───── READING PASSAGE ─────

The CEO’s Guide to Open Enrollment: 5 Things You Need to Know

Business leaders across the country are preparing for the next phase of the Affordable Care Act that’s set to roll out in 2015: the employer mandate.

The new law stipulates that employers with 50 or more full-time employees must provide affordable health insurance coverage for their staff or face fines and penalties. For businesses that don’t already offer employer-sponsored insurance coverage, this year’s open enrollment period will be vital to their companies’ financial planning and stability.

Affordable Care Act and Small Business

CEOs of companies offering healthcare coverage need to be educated about the open enrollment period and process and become aware of how this transition can affect their businesses in the long run. Planning for the open enrollment period can save your company money, reduce stress, and prevent common mistakes.

What You Need to Know About Open Enrollment

Open enrollment is a period when employers must educate employees about the group benefits and insurance plans available to them. During this time, employees can explore their coverage options, add, alter, or end certain plans, and ultimately sign up for employer-sponsored coverage or find an alternative form of coverage.

To comply with the Affordable Care Act, companies must offer employer-sponsored insurance to all of their employees this year. Because employees are also required to have insurance, employers are experiencing significant increases in cost. Managing these increases in cost requires the CEO to think differently about insurance. Here are some questions to consider:

How much will this cost?

ACA compliance will increase costs, especially for those businesses with large low-wage workforces. If a business has more than 200 employees, employers will be required to automatically enroll their employees in the company health insurance plan. This study, released by the American Health Policy Institute, suggests that the impact on U.S employers could amount to nearly $6,000 per employee.

Does this have value for employees?

Studies have shown that providing healthcare can boost employee performance and productivity. Choose coverage that will be valuable for employees’ specific state of health or stage in life when vetting potential plans.

Will my company be compliant with the law?

To be compliant, companies must offer health insurance to all full-time employees who work more than 30 hours per week. Employers need to track all employees’ hours to assess which workers are considered part-time or full-time for the purposes of compliance. Employers then need to make offers of insurance to all full-time employees and properly document that offer.

How do I know whether I’m getting good advice about offering ACA-compliant insurance to my employees?

First, your advisor should provide you with a way to track the time status of full- and part- time employees. Second, you should be presented with at least one valuable option you haven’t been presented with in the past — you shouldn’t be paying for knowledge you already have.

Third, make sure the possibility of not offering insurance and allowing your employees to go to the exchanges has been explored. Finally, for those considering self-insurance, you must consider the adverse selection risk associated with not migrating your low-income employees to Medicaid.

───── ENTRIES SHOWN ─────

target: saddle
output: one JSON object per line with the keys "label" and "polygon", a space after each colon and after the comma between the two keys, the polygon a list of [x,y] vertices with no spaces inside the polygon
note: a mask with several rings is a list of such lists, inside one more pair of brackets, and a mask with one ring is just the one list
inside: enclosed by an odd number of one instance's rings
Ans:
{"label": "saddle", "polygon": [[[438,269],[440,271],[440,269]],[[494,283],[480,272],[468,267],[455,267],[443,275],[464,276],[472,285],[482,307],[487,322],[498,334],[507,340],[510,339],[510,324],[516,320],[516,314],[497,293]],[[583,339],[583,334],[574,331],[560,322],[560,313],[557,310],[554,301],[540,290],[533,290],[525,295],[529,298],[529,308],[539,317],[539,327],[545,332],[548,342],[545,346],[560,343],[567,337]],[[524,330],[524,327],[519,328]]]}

─────
───── ENTRIES SHOWN ─────

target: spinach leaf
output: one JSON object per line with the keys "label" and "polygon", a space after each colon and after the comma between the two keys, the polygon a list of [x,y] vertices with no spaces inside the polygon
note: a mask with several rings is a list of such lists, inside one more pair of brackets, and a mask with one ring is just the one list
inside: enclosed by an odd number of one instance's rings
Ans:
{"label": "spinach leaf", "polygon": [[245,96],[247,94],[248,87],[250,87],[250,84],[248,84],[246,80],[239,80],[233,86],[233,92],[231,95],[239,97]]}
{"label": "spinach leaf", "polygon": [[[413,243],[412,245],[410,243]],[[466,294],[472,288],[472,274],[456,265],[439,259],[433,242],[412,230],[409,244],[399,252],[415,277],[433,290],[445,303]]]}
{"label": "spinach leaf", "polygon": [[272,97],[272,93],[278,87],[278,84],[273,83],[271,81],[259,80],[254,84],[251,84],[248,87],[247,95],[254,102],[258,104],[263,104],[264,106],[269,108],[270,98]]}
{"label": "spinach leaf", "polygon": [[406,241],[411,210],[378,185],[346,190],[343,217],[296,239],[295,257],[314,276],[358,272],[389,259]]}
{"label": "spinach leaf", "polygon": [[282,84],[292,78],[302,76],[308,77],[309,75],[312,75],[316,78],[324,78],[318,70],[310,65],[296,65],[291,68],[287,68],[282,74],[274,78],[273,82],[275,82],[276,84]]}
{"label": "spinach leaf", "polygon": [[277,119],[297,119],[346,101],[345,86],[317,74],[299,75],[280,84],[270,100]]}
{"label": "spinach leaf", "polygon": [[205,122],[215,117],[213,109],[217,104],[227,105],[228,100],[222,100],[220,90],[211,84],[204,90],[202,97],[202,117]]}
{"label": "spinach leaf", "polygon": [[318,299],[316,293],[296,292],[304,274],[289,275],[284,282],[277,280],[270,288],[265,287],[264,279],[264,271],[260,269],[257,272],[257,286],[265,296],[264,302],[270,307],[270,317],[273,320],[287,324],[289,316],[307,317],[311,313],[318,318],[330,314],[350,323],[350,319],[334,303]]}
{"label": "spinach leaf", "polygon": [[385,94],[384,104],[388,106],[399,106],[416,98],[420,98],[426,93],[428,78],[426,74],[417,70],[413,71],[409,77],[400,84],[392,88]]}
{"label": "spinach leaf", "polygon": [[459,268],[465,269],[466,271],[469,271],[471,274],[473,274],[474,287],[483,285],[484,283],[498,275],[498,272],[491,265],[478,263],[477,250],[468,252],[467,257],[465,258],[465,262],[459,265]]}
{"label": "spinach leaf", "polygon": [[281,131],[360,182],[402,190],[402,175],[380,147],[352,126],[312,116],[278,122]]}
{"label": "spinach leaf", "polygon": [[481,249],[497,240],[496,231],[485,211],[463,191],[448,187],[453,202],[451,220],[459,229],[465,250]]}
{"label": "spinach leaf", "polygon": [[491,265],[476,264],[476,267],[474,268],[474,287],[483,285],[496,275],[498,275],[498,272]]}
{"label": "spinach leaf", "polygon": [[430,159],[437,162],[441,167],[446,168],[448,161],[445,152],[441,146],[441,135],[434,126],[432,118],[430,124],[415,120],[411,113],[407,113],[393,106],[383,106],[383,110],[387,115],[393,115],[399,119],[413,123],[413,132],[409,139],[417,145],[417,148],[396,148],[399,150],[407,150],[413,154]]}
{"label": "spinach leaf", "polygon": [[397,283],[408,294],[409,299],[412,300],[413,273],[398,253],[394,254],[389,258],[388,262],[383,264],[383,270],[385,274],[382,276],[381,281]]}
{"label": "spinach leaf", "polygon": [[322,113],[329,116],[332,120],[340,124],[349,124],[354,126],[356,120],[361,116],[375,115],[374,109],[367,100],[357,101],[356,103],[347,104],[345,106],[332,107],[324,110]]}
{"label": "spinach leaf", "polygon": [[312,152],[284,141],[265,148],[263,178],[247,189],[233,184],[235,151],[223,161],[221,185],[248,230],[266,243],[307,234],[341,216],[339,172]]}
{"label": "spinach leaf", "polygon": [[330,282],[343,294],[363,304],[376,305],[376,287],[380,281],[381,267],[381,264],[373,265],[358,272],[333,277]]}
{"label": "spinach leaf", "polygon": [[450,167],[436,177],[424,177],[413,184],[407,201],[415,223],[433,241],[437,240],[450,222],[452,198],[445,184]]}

─────

Extend the open enrollment guide past its last sentence, the one about self-insurance and adverse selection risk.

[ANSWER TO THIS EXERCISE]:
How CEOs Can Plan for Open Enrollment

As open enrollment approaches each year, CEOs must clearly understand what their companies will be offering and how they should inform employees of their options. Here are five key steps CEOs should take to prepare for open enrollment:

  1. Ask around. Talking to other CEOs about what they’re doing and how they cut their insurance costs is a great way to piece together a solid plan that works for your company. Listen to every reasonable idea, and when you’re ready, present them to your broker.
  2. Consider your options. Look into options such as self-insurance, PEOs, and public benefits enrollment to help lower costs. Also, look into how wellness programs and features such as telemedicine could enhance employee health and save money.
  3. Offer Medicaid education and assistance. Inform employees about Medicaid eligibility, help them locate more information, or provide assistance in completing an application. Qualifying employees who opt to enroll in Medicaid instead of your company-sponsored insurance will provide significant savings for your company.
  4. Determine whether your company should offer insurance to family members. Talk to your broker about your options and the associated costs of offering different levels of coverage to the spouses and children of your employees. If you choose not to offer family coverage, provide low-income employees with information about Medicaid and your state’s Children’s Health Insurance Program (CHIP) to help them get their families covered.
  5. Educate employees ahead of time. Your last step is to develop an employee education plan. Schedule an informational meeting to go over all the offerings, costs, and benefits with employees well ahead of the open enrollment deadline.

Data from Sears, Darden Restaurants, and Aon Hewitt revealed that employees who are fully informed about their options are more likely to select the most economic choice. And when they’re given ample time to consider their options, employees are increasingly opting for consumer-driven plans.

The ACA employer mandate doesn’t have to drain your company’s finances. Planning and implementing education programs prior to the open enrollment period can set your company up for a smooth transition into an era of fiscally responsible employer-sponsored coverage.